Listing:
— BEGIN —

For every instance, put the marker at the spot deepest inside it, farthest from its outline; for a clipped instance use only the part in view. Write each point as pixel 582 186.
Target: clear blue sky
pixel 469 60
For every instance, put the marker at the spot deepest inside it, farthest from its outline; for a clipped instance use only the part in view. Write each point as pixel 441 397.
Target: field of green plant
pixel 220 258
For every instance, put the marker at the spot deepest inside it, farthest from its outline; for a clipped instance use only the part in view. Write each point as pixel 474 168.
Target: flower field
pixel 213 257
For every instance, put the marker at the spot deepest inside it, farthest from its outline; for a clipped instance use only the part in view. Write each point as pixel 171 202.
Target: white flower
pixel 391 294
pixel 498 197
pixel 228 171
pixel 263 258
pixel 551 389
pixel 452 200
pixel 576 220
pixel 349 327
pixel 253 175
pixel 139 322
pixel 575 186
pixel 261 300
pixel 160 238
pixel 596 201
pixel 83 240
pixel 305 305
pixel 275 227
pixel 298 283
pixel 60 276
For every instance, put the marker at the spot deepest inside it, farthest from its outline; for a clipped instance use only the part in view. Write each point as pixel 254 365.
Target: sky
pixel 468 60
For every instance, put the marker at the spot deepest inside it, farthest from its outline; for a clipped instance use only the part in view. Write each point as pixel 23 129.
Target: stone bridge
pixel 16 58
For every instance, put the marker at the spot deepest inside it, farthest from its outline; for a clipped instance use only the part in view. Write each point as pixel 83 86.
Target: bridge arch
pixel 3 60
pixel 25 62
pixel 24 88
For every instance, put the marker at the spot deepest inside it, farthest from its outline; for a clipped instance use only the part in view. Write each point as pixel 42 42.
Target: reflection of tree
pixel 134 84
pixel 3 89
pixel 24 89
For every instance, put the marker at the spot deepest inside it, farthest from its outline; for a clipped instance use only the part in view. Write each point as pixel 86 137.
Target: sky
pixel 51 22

— END —
— BEGIN —

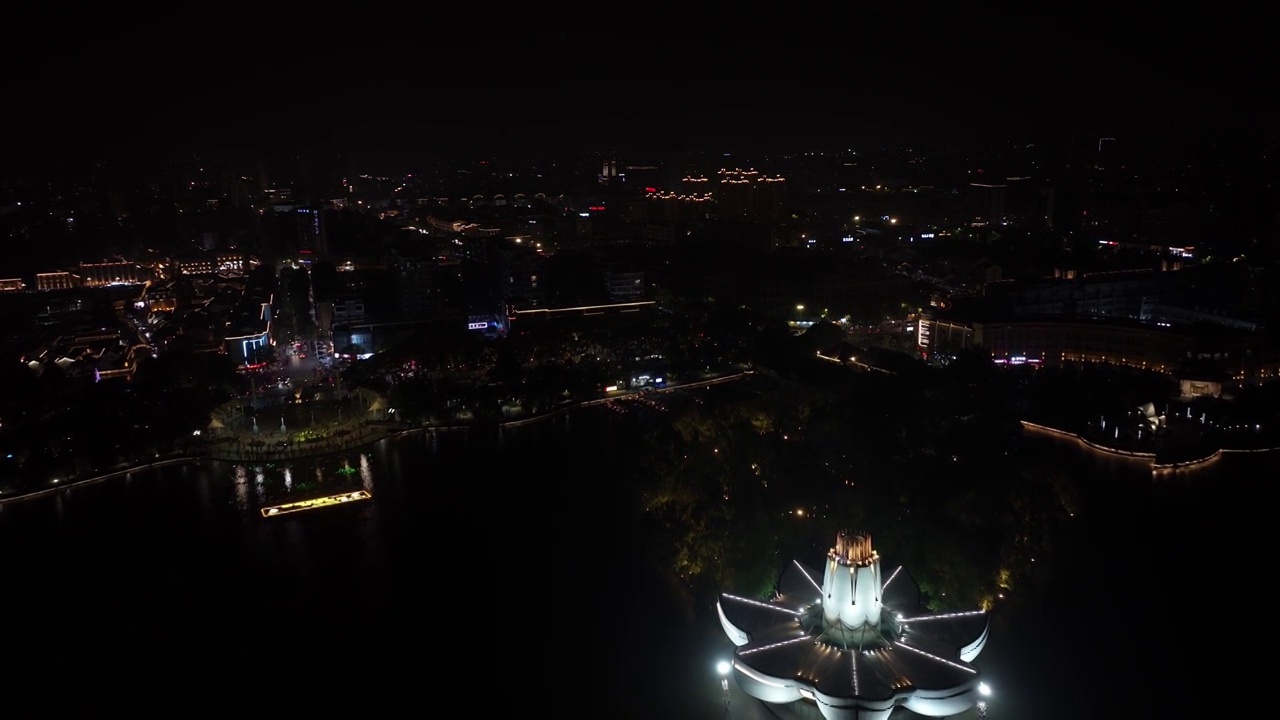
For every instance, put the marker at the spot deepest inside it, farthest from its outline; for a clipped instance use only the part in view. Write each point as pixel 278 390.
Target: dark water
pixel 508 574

— END —

Print, word for word, the lines of the material between the line holding "pixel 254 365." and the line holding "pixel 24 89", both included.

For every instance, put the marker at the spot deepest inside it, farthest from its outline; for a clipped instance use only the part in view. Write each point as pixel 254 365.
Target: sky
pixel 468 60
For every instance, put the marker at the spot deepest inside it, farthest from its outline; for a clipped instance use only the part in view. Write each point as pixel 23 129.
Target: stone bridge
pixel 16 58
For every instance, put the marker at the spot deepest inside it, farthest from its outline; for a clipped instance use only the part in view. Write each point as pixel 83 86.
Target: bridge arch
pixel 3 60
pixel 25 62
pixel 24 88
For every instance, put the marker at the spot deepest inside it, farthest from its outline; for a clipped instance use only the part in view. Write each point as pixel 42 42.
Target: reflection of tree
pixel 134 84
pixel 3 89
pixel 24 89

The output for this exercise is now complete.